## Exercise objective:
Look through the data for the string "shirt". Copy every line where it is found.

╭─ Supplied entries

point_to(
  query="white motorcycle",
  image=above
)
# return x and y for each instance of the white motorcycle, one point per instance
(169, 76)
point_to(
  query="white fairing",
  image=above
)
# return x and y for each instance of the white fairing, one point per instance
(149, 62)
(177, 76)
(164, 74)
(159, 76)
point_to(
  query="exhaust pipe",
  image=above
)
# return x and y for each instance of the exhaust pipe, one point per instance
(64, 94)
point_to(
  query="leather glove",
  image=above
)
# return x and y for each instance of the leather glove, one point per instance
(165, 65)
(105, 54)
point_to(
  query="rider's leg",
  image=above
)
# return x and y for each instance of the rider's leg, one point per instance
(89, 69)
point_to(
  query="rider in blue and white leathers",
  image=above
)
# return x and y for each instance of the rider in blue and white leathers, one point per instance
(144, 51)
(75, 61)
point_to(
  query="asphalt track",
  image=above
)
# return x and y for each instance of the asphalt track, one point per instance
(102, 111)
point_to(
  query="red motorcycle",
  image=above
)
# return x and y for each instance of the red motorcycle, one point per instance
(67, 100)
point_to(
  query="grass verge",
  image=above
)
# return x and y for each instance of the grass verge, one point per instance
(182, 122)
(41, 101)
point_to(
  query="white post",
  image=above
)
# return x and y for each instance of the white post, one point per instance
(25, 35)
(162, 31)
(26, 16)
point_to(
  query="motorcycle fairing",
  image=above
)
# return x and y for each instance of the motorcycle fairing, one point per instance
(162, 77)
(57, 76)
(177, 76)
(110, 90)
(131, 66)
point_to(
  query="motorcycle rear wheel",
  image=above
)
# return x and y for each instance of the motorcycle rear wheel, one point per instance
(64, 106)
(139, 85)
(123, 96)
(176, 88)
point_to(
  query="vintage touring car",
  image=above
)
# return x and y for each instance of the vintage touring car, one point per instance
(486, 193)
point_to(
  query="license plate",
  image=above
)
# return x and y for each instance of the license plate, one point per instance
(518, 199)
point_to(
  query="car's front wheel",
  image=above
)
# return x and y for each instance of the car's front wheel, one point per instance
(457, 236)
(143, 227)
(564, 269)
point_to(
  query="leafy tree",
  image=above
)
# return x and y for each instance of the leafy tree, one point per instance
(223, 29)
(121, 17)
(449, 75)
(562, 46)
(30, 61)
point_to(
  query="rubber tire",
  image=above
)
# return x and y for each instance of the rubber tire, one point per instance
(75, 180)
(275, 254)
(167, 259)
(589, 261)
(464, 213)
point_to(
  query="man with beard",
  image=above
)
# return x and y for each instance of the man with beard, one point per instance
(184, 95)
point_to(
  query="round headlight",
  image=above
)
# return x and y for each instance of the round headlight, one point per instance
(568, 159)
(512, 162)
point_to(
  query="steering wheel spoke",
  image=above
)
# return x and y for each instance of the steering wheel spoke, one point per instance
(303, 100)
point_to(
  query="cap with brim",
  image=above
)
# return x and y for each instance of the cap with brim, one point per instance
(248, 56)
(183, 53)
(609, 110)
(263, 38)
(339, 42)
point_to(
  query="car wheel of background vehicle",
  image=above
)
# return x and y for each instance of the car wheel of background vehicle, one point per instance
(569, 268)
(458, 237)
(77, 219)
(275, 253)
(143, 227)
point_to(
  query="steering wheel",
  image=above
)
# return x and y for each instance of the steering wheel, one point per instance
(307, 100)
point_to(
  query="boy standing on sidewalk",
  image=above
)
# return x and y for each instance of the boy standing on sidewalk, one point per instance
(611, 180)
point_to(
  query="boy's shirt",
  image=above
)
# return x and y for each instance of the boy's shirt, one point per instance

╰─

## Answer for the task:
  query="boy's shirt",
# return x and y for each instance of the boy's shirt, one point per instance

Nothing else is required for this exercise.